Polecenie -> Wybierz z poniższych danych i przepisz każdy wiersz, w którym występuje słowo „saints”. Wielkość liter ma znaczenie.

Zapisane dane ->
★ ★ ★ ★ ★
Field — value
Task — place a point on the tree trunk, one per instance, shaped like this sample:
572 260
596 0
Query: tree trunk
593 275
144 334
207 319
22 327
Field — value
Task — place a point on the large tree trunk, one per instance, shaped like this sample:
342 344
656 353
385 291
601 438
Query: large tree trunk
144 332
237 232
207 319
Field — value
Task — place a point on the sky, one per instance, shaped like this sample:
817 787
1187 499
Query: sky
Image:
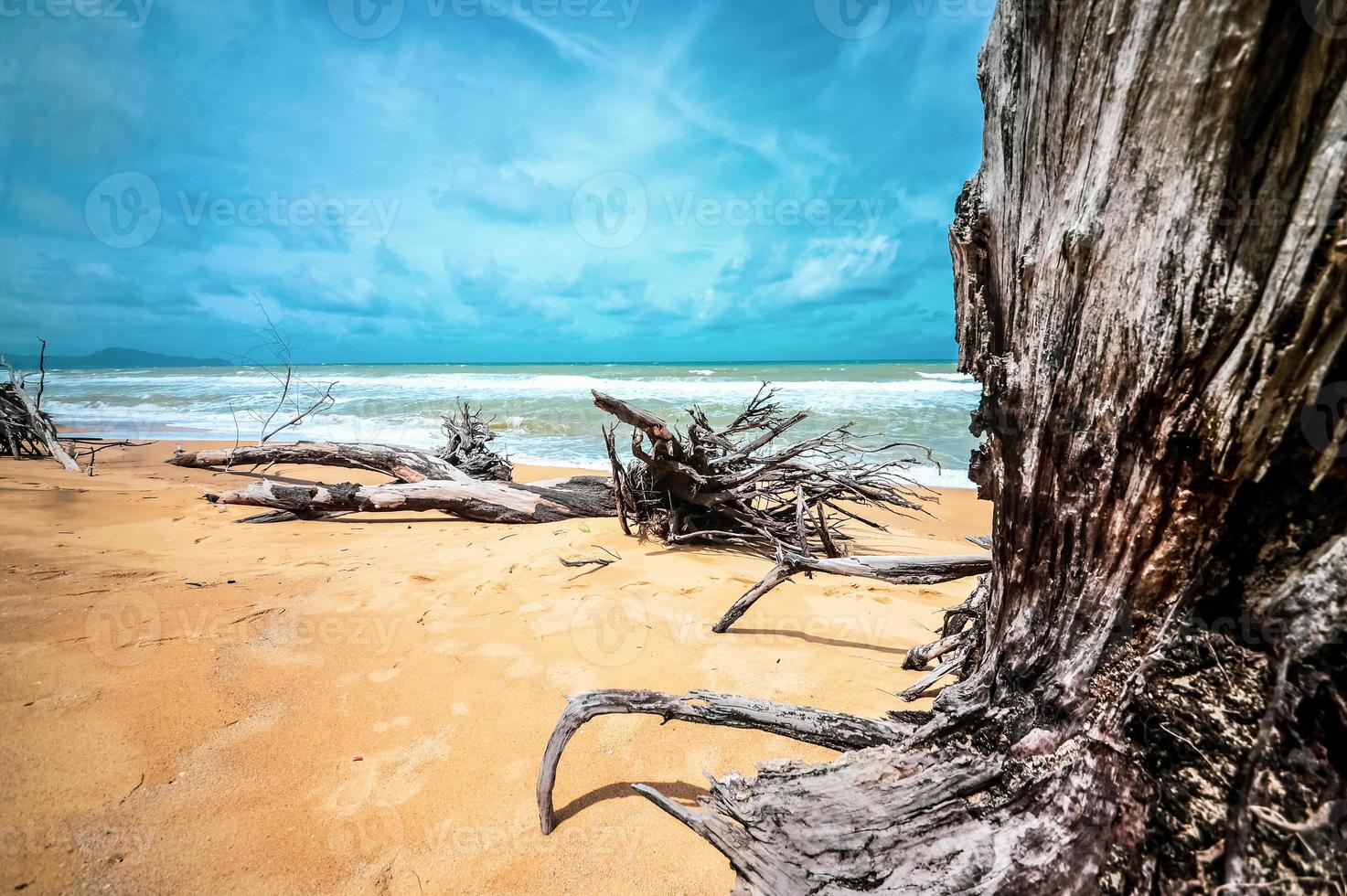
454 181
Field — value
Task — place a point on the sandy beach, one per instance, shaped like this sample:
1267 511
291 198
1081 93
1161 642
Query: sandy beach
360 706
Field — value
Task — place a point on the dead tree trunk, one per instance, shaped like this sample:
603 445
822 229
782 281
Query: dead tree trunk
583 496
1152 287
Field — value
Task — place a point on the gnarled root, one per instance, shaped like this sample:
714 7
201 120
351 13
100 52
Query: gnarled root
835 731
583 496
401 463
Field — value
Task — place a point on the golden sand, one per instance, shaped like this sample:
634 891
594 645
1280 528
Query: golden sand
358 706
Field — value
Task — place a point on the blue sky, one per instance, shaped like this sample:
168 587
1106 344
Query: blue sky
486 179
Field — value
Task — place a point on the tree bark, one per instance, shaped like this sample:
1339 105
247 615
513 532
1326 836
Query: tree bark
403 464
1150 283
583 496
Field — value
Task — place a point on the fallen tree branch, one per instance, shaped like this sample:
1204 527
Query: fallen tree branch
27 430
896 571
583 496
401 463
834 731
467 450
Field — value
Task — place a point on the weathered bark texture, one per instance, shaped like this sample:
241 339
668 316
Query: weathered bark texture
26 430
467 445
401 464
583 496
835 731
1150 282
734 485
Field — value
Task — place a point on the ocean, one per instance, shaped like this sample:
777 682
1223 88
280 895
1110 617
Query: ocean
543 414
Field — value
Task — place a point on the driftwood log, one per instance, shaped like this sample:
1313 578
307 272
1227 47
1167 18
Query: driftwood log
401 464
467 440
822 728
896 571
26 430
583 496
734 485
1152 287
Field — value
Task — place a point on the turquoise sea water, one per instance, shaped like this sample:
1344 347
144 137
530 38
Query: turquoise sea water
543 412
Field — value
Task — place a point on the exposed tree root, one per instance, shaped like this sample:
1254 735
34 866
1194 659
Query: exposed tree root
583 496
835 731
896 571
26 430
734 486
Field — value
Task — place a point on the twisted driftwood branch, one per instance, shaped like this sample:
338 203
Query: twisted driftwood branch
399 463
583 496
835 731
896 571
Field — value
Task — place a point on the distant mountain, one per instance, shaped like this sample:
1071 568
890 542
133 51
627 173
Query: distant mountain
111 358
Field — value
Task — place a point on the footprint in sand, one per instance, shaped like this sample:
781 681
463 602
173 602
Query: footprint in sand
523 667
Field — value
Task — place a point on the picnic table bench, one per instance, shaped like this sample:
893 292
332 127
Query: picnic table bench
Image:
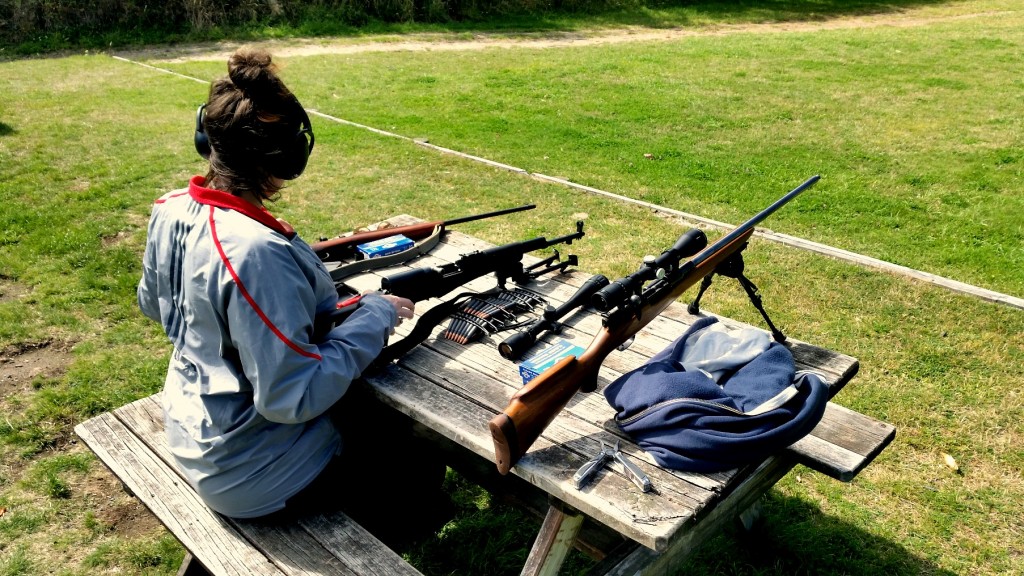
451 392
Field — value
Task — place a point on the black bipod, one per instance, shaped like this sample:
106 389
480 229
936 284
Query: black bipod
733 268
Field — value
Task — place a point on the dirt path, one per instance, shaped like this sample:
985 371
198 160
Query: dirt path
442 42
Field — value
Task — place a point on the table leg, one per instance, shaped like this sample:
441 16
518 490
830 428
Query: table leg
644 562
553 542
192 567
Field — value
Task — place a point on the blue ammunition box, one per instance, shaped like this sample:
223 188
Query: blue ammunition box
385 246
535 365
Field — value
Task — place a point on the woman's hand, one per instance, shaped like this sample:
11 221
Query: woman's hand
403 306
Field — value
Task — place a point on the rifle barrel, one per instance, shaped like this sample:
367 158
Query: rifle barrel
741 229
461 219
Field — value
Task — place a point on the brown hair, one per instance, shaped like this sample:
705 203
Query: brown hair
249 115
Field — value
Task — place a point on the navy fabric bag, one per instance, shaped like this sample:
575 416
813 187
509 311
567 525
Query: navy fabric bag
716 400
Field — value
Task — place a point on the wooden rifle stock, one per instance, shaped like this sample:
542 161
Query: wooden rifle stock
344 247
536 405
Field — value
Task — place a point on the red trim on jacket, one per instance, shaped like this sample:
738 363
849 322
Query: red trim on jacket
247 295
227 200
167 197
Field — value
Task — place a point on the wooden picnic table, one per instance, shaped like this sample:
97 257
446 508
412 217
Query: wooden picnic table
452 392
456 389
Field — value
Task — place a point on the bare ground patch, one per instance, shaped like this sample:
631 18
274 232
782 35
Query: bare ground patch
20 364
219 51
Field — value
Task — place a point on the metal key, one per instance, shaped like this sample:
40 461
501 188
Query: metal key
632 470
588 470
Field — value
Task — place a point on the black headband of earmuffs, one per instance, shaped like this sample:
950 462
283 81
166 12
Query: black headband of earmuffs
287 162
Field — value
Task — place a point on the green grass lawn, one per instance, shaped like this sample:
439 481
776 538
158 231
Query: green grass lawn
911 117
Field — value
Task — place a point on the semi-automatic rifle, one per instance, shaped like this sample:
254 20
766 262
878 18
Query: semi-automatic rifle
517 344
433 282
630 303
344 247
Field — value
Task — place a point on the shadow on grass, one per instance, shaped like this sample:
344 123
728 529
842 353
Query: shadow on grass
681 13
793 537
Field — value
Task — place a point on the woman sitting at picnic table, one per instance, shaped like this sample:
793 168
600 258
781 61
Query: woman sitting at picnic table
251 404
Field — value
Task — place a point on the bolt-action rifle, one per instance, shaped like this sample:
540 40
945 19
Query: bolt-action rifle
630 303
344 247
433 282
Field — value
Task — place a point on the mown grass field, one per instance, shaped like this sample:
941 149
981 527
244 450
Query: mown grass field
911 115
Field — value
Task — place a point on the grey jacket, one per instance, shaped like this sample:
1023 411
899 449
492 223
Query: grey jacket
246 393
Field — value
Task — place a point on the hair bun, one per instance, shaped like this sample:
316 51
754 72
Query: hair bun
253 72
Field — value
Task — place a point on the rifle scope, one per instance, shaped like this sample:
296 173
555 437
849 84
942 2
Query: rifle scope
614 294
517 344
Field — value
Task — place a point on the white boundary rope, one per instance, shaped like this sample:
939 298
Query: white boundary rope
838 253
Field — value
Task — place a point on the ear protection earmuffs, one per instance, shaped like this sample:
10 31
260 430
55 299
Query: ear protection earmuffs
287 162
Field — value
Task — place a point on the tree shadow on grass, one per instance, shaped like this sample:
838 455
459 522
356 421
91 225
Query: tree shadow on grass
653 13
794 537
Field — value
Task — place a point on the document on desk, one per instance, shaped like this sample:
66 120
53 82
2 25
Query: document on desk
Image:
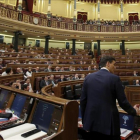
15 133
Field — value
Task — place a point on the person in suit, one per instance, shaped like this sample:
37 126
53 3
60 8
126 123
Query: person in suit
100 91
52 80
76 77
37 69
44 82
48 69
136 82
62 78
135 73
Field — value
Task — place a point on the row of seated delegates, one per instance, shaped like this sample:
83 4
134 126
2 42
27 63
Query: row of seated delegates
135 73
25 86
47 80
1 63
110 22
7 72
71 68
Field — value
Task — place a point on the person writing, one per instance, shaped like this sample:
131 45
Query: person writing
101 89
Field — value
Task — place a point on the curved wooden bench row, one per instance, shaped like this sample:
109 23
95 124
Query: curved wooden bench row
42 74
68 127
43 61
133 94
6 80
59 89
26 55
43 66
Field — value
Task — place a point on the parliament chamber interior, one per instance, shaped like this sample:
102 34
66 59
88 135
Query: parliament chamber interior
47 48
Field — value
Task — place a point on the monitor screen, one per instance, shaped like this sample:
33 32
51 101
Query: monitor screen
126 121
4 97
43 115
18 104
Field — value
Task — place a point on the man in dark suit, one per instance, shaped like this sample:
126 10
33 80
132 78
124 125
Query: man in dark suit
44 82
62 78
36 70
100 115
48 69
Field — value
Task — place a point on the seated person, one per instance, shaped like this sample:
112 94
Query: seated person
76 77
135 73
85 62
82 77
37 70
52 80
62 69
25 87
89 68
81 62
27 82
16 85
137 83
95 67
8 71
70 78
62 78
44 82
1 65
70 68
29 72
48 69
80 68
57 69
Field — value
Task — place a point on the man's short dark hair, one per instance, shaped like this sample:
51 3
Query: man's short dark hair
8 70
106 59
24 86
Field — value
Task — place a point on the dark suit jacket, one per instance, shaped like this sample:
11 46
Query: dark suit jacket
98 102
64 79
43 83
46 70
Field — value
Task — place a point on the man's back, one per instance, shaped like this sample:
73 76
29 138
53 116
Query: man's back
98 102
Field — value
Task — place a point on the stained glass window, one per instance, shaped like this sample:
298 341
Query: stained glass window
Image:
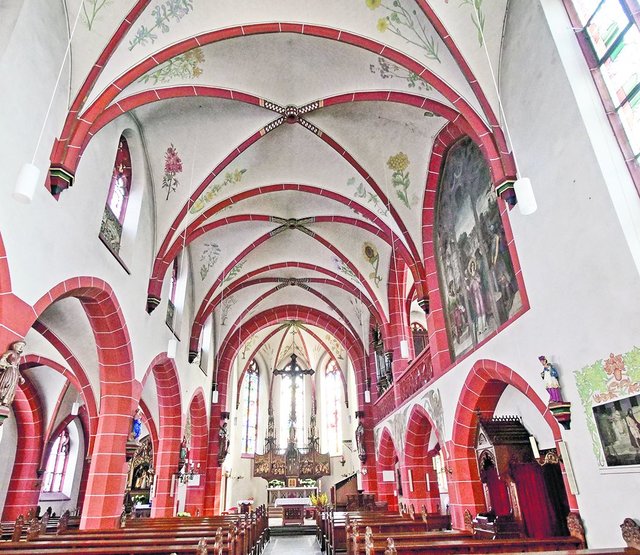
286 392
420 338
332 398
249 400
57 464
119 188
612 33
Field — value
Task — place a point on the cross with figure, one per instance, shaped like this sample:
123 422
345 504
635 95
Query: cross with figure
293 370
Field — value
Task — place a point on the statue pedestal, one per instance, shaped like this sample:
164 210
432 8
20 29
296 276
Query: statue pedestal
4 414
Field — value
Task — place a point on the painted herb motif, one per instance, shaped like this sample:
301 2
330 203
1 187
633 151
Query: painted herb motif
389 70
90 11
212 191
344 269
362 193
371 255
234 271
172 167
184 66
226 307
398 164
163 13
209 257
406 25
335 346
605 381
477 16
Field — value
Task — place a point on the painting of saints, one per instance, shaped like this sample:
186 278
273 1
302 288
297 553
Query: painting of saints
477 280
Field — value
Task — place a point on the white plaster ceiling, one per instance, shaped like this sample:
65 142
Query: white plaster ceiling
343 152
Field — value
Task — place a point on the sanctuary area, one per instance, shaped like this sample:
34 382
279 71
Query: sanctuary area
352 276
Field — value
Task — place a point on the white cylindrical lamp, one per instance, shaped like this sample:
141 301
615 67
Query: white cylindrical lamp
524 193
26 184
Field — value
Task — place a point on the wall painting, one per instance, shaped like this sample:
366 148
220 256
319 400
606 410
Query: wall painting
477 281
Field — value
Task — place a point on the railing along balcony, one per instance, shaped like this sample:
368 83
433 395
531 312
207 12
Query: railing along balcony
418 374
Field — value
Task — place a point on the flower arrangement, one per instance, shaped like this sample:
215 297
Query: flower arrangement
320 501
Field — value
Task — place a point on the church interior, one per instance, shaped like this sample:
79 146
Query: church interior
361 271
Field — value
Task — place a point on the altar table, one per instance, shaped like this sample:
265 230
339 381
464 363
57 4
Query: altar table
293 509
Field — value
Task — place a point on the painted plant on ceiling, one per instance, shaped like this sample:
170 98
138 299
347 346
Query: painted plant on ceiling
90 11
209 257
185 66
163 14
399 164
405 24
212 191
362 192
477 280
389 70
172 167
371 255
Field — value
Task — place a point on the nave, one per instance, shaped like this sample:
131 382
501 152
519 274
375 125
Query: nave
319 261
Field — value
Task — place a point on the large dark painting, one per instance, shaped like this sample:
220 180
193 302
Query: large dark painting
477 282
618 425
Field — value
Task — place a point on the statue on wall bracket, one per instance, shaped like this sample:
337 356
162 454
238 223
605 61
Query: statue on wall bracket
★ ★ ★ ★ ★
Rozwiązane zadanie ->
Task — place a point on the painting of saints, one per instance, shaped like this sample:
Query: painting of saints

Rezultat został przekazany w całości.